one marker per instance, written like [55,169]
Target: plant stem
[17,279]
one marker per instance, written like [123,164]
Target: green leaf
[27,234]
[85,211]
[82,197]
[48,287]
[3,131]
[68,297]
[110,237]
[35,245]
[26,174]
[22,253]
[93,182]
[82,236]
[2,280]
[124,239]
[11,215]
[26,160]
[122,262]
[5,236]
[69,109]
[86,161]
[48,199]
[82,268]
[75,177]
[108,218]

-- -- --

_Task:_
Retype exactly, and only, the lines that run from the one with "one marker per instance, written like [123,164]" through the final line of the entries.

_Answer to this exercise:_
one marker per instance, written like [123,164]
Target: green leaf
[27,234]
[85,211]
[82,197]
[48,287]
[3,131]
[68,297]
[110,237]
[35,245]
[26,174]
[22,253]
[93,182]
[82,236]
[2,280]
[124,239]
[11,215]
[26,160]
[122,262]
[5,236]
[69,109]
[86,161]
[48,199]
[82,268]
[75,177]
[108,218]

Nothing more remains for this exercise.